Could you copy every line of the data that contains the word "each"?
┌──
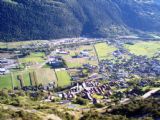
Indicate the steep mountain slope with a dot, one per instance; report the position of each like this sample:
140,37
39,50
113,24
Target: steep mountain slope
48,19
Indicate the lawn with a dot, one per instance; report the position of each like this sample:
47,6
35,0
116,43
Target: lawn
33,58
144,48
104,50
45,76
63,78
5,81
78,62
18,44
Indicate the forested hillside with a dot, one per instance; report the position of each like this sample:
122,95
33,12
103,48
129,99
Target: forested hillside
48,19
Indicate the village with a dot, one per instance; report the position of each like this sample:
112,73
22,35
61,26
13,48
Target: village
97,70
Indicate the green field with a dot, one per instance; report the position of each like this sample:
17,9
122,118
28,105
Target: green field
43,75
63,78
78,62
144,48
5,81
33,58
104,50
18,44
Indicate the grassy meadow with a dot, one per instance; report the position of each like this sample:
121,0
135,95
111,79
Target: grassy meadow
144,48
33,58
104,50
63,78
└──
▸ Response for this exercise:
Indicate the steep mountain slope with a dot, one per instance; report the position of each like this sample:
Indicate the lawn with a dot, one per instance; report the position of each like this sample:
Indicate the forested hillside with a dot, one per instance; report the position of each like this sample:
Indicate the village with a dot, one per instance; report the position of each like this sample:
Indicate the green field with a dot, one per instance; report the position of each like this sample:
Indicate the grassy meadow with a dot, one per instance; report the position of each like this sample:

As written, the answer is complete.